-- Start of DATA FOR PROCESSING --
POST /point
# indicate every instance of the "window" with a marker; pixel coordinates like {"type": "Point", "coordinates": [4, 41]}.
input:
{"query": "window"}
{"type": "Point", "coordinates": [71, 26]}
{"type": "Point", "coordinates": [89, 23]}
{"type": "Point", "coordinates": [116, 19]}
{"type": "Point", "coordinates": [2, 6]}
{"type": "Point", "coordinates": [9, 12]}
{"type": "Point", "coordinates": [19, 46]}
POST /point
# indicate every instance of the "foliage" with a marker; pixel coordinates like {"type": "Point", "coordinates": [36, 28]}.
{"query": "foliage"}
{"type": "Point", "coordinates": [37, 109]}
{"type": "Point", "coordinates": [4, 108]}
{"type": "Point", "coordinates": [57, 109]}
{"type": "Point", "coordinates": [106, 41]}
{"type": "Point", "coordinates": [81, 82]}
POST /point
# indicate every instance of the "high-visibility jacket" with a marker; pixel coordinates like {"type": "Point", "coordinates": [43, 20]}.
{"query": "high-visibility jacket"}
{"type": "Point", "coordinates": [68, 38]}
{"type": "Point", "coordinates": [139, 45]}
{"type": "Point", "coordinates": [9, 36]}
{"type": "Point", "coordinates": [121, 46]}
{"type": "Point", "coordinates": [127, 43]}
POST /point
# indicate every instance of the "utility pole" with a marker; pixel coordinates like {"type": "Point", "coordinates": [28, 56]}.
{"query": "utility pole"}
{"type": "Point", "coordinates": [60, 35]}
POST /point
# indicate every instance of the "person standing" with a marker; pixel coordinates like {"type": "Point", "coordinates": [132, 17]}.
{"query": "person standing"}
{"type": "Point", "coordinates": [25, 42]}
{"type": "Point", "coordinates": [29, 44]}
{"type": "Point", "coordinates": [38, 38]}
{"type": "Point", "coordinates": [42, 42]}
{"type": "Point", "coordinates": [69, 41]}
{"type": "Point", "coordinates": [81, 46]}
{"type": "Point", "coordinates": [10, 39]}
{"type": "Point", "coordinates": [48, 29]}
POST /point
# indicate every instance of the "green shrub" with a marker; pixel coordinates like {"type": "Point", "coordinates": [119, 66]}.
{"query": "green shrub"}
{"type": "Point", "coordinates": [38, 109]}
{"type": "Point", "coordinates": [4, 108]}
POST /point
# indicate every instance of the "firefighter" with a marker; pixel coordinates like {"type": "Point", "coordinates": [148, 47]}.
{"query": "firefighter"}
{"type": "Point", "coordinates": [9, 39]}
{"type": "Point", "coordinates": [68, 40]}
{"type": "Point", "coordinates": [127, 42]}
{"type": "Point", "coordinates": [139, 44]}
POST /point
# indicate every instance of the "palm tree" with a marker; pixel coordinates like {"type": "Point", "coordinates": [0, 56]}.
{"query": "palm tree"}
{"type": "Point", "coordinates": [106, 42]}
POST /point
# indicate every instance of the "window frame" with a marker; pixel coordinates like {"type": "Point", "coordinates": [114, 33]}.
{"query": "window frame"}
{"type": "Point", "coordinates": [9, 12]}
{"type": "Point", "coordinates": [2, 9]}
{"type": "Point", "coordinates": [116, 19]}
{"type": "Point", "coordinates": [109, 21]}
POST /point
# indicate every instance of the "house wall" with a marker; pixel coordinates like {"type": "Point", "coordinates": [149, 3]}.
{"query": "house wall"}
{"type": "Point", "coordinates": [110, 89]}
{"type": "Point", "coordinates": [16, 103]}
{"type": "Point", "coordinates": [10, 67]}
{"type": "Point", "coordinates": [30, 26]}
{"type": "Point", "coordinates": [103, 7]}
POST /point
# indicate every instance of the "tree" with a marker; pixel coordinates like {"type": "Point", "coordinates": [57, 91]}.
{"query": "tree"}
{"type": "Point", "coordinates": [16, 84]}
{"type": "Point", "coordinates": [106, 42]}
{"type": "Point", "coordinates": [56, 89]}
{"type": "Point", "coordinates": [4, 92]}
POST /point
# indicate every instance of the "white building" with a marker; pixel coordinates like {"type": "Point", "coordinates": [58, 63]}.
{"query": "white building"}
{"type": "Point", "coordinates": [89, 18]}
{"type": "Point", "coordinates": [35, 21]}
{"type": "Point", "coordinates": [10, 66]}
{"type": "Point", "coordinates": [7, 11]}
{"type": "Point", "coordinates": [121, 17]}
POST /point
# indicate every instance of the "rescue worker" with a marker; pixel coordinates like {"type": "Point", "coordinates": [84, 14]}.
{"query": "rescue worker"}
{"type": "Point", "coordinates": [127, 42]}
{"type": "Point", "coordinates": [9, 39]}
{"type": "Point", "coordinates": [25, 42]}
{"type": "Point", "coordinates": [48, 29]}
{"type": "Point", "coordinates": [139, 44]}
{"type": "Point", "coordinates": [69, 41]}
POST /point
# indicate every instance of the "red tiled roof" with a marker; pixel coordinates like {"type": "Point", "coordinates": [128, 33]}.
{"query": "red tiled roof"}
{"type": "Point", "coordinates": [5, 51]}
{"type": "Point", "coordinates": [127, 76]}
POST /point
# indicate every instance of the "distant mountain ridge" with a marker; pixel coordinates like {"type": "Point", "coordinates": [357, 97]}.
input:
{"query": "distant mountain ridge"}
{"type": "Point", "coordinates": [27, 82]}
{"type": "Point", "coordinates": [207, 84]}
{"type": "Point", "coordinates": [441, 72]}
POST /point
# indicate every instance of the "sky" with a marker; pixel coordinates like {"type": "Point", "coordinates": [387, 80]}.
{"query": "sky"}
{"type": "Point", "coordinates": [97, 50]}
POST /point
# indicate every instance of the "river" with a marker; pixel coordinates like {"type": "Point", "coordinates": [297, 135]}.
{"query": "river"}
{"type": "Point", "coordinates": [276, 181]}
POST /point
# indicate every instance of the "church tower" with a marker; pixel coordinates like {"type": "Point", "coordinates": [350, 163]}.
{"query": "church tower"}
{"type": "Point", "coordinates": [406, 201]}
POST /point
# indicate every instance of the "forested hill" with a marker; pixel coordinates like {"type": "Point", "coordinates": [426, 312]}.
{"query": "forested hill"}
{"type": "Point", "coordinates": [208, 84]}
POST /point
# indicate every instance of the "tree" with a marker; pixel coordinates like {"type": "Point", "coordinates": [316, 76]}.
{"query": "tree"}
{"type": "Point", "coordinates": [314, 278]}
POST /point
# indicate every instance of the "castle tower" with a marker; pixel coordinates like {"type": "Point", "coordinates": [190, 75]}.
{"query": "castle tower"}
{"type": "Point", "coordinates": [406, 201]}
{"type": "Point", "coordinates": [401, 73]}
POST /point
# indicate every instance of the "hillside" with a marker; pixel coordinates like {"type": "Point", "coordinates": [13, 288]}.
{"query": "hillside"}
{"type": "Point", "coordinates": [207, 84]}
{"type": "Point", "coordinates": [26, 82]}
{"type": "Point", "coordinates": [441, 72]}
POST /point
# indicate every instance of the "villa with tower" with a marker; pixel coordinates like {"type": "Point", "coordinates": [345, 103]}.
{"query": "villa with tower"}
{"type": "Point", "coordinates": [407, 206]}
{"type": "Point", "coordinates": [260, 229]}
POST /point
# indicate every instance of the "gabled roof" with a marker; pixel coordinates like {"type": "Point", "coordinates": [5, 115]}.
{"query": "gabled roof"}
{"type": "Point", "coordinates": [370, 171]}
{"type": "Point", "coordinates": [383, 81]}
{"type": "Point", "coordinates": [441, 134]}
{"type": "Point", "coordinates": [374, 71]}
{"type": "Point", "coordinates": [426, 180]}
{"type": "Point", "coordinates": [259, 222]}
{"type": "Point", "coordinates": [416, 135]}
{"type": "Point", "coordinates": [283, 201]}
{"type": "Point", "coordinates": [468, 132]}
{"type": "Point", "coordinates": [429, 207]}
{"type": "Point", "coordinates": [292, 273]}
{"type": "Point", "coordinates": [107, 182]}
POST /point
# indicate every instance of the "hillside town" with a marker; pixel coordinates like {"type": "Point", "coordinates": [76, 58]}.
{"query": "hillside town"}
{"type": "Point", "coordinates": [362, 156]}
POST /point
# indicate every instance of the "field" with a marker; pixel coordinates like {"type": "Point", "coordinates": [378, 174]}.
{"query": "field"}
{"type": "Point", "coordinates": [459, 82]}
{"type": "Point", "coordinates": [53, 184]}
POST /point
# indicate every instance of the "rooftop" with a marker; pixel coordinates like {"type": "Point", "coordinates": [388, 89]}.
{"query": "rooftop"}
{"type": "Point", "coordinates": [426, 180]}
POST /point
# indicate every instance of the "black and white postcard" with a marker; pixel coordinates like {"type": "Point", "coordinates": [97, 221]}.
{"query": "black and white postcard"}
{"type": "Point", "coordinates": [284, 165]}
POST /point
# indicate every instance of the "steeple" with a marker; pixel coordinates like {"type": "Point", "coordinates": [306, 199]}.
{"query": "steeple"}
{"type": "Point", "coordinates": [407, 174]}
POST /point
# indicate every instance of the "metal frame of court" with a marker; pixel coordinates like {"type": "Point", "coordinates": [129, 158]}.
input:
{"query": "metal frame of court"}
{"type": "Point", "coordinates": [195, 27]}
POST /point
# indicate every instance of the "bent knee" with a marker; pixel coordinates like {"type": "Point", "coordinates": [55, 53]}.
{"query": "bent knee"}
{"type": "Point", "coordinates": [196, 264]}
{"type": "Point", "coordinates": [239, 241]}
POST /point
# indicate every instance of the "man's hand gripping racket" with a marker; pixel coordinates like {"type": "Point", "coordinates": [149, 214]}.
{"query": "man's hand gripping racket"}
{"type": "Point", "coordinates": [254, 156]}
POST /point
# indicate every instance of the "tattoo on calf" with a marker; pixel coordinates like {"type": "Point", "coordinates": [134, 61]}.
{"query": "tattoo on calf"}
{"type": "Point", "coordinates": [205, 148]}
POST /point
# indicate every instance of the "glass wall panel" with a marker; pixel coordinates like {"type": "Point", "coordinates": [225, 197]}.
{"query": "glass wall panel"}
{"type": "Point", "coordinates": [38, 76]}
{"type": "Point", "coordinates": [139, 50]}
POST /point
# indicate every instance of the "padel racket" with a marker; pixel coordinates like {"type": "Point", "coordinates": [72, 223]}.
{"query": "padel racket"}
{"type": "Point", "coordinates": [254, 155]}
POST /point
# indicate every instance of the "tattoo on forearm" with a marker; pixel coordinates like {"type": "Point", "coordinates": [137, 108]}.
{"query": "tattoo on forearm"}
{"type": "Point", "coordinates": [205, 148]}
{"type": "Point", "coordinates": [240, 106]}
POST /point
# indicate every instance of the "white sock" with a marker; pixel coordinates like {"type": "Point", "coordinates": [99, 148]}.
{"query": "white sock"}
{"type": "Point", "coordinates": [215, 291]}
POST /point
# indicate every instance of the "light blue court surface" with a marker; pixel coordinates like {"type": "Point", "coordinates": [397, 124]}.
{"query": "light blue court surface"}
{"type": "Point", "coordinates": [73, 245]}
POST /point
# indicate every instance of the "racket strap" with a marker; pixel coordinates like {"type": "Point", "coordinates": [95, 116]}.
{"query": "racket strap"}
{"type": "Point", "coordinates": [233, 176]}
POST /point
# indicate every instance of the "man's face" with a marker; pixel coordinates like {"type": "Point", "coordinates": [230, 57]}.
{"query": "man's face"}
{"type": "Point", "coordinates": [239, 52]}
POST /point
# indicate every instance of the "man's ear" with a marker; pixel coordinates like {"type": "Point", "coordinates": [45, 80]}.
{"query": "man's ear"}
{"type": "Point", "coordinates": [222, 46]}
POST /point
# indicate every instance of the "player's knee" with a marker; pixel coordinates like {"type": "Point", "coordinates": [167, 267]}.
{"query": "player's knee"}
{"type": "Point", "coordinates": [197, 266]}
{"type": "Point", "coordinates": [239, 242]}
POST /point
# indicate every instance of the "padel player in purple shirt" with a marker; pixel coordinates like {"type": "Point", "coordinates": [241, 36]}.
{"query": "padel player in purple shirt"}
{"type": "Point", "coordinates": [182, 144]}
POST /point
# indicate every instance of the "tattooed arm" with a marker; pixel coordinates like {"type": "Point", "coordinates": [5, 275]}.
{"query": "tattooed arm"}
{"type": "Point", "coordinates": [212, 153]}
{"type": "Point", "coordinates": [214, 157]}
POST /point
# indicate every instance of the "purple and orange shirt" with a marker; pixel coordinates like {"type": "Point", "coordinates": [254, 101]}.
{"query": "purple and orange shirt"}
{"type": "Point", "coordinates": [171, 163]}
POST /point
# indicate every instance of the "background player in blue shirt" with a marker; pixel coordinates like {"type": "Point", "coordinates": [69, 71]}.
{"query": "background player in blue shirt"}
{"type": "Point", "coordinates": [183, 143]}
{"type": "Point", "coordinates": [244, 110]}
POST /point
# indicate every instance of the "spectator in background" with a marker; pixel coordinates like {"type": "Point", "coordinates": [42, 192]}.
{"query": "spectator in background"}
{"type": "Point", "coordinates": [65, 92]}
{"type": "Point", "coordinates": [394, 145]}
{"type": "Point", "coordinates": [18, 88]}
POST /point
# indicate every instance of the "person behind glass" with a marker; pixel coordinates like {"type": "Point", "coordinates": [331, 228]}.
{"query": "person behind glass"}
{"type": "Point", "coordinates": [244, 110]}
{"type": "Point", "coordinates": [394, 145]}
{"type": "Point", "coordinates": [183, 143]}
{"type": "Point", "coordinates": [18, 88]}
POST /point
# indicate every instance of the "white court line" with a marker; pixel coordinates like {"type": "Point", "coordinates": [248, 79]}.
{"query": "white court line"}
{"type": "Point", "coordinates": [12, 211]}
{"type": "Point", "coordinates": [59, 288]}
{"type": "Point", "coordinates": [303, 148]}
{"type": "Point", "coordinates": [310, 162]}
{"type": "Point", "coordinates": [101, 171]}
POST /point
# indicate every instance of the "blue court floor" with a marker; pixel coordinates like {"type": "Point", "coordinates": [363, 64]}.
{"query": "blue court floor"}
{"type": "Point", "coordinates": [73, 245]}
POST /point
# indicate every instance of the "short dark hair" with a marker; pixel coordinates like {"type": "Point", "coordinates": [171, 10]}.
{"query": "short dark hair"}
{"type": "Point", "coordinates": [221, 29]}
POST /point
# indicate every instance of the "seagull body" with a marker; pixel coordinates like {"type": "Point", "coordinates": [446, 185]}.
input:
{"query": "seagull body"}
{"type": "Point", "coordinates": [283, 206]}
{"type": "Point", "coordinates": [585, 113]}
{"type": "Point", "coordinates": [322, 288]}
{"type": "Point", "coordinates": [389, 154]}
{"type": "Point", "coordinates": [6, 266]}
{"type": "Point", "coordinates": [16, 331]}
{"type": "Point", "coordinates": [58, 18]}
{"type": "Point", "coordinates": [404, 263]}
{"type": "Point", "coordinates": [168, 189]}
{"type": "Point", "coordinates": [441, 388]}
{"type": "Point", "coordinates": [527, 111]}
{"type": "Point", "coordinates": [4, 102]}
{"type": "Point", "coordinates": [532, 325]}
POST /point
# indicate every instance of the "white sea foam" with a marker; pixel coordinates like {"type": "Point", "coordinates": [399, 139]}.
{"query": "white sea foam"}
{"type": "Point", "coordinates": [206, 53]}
-- End of DATA FOR PROCESSING --
__WORK INSTRUCTIONS__. Count the lines above that contain the string "shrub", treating uppercase and lowercase as different, and reply with only that number.

__OUTPUT FOR THIS EXERCISE__. 2